▶ Study text:
-=-=-=-=-
The Beatles File Photos 1960's - 1970's

Apologies for this short screed, music lovers & friends. I heard this phrase one too many times this week, and it kinda set me off.

Since the onset of the Coronavirus crisis we’ve been bombarded with the message “We’re all in this together.” Celebrities, newscasters, friends, neighbors, all well-intentioned, no doubt. Well guess what, I’m calling bullshit. Sad to say but we’re not actually all in this together. Not as long as religious zealots who believe not in science but only in God’s will continue holding and attending services; not as long as the governor of Georgia unbelievably says that he just learned that asymptomatic people could still transmit the virus (how can you possibly make a public statement like that, the chief executive of a state, when anyone even remotely following the news has known that for literally months?); when spring-breakers in Florida party like it’s 1999, and state leaders there turn a blind eye; when Jared Kushner can blithely proclaim at a press briefing that the national stockpile (of PPE’s, ventilators, etc.) is not intended for use by the states (seriously, why is that worthless pantywaist even given a microphone…to speak about anything?); when a Navy captain sounds an alarm about an outbreak aboard his ship in an effort to protect nearly 5,000 sailors under his command, and the senior Navy administration response is to fire that captain and remove him from the ship!; when the President himself has fueled confusion, chaos and panic – both emotional and financial – with his denials, inaction, lack of any coherent national strategy, and, of course, his to-be-expected barrage of outright lies. No, sadly, we are not all in this together. For this is one of those rare cases where anyone’s individual actions are not simply their own, but all of ours. There are no rugged individualists with a pandemic, and no walls to be built, not between countries and not between states. Now, I’m not suggesting we should then just throw our collective hands in the air, far from it. In fact, I’m very confident that anyone with a brainstem and a conscience will continue to follow CDC guidelines and, to the best of their ability, do their parts to “flatten the curve.” But maybe save the sanctimonious oaths of presumed allegiance: if those whose inexcusable malicious ignorance are not also on board, it is, to an extent, like none of us are. I guess in the end we really are all in this together.
-=-=-=-=-
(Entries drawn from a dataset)

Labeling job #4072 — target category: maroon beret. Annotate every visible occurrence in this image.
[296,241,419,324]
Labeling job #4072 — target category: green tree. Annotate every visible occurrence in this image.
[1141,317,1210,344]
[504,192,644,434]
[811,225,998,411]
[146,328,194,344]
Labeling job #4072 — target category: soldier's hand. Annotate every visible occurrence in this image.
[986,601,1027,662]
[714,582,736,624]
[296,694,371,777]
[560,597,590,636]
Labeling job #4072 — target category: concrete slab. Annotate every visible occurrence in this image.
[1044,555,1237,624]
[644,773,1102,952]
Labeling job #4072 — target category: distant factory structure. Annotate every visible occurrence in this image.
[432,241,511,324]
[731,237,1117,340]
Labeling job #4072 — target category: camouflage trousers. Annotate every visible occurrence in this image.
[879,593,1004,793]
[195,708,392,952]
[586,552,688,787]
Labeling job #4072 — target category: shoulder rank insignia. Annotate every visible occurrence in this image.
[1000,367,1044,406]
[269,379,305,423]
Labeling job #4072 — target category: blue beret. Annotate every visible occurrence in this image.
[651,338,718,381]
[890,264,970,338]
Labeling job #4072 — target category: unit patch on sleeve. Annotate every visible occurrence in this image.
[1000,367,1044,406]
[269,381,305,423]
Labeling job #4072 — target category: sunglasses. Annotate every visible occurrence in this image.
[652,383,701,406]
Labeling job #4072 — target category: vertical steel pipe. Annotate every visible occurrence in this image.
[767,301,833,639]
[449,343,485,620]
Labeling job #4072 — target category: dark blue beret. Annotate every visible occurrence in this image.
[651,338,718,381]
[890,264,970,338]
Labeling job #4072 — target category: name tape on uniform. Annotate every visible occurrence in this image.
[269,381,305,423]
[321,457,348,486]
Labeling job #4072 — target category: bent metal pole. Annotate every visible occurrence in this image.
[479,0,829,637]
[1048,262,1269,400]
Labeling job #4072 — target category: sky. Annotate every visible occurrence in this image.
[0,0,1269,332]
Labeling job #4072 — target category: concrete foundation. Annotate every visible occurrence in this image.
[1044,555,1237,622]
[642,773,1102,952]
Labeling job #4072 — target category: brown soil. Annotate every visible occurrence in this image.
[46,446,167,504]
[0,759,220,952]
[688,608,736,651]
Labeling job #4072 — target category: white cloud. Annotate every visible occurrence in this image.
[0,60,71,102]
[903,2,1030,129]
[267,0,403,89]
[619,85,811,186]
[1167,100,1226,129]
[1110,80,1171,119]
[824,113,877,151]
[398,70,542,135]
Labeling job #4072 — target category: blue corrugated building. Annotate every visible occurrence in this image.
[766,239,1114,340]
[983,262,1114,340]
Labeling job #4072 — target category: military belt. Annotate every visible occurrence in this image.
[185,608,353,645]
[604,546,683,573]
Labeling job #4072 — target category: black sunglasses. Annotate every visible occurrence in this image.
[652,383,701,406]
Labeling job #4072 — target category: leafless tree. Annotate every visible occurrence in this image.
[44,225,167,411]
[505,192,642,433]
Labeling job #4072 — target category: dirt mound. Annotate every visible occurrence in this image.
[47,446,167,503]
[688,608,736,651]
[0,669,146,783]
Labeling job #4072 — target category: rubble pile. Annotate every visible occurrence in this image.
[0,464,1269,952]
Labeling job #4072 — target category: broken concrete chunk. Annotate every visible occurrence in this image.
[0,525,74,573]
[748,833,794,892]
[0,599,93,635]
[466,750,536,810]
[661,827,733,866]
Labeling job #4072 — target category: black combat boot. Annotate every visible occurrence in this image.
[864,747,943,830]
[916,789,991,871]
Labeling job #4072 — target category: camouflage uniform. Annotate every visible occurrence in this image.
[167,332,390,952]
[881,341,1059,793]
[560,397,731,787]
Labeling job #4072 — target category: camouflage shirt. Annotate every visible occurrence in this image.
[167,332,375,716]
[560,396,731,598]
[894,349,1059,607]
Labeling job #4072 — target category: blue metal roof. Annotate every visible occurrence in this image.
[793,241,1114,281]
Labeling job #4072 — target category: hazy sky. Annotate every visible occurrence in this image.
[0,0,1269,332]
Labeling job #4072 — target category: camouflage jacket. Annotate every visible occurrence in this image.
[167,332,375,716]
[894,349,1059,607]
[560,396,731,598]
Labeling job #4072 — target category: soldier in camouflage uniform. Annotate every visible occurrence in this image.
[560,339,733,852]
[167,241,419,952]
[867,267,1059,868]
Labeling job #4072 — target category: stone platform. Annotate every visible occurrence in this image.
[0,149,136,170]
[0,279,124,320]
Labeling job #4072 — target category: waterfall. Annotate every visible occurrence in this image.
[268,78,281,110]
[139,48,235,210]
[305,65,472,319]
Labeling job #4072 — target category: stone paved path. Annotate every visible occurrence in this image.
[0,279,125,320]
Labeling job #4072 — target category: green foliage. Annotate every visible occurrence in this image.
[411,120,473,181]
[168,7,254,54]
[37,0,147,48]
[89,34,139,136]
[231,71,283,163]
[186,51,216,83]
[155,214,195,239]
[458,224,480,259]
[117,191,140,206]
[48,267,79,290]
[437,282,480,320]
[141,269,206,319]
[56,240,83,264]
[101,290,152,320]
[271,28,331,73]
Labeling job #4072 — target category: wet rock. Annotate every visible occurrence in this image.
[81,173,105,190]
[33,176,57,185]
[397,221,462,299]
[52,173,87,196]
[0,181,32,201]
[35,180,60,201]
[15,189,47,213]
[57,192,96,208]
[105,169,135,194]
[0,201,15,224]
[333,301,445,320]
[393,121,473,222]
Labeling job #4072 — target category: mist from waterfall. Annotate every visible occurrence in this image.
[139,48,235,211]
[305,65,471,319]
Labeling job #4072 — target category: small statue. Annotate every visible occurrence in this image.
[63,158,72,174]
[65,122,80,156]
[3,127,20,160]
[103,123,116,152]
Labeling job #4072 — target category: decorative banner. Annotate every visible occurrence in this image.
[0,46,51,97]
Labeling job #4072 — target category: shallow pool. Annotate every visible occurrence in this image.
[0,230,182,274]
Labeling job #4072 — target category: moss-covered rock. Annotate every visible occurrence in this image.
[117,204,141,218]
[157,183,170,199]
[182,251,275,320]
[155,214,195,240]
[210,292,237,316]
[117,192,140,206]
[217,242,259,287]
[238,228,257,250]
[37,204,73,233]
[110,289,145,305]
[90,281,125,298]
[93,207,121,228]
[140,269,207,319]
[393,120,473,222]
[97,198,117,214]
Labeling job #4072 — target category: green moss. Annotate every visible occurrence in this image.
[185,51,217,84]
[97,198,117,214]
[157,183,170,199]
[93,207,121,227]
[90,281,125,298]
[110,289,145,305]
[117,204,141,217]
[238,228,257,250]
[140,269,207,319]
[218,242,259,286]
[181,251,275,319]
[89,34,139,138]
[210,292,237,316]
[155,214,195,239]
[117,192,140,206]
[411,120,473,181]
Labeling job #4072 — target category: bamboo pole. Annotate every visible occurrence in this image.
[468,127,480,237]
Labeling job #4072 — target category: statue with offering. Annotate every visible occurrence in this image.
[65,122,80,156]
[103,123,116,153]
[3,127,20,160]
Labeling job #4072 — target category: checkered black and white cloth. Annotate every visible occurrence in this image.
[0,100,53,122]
-=-=-=-=-
▶ The task: In the piece about the Coronavirus crisis, list every kind of people the writer names as spreading the message "We're all in this together." These entries come from a separate source, not from the piece about the Coronavirus crisis.

▶ Answer box: Celebrities, newscasters, friends, neighbors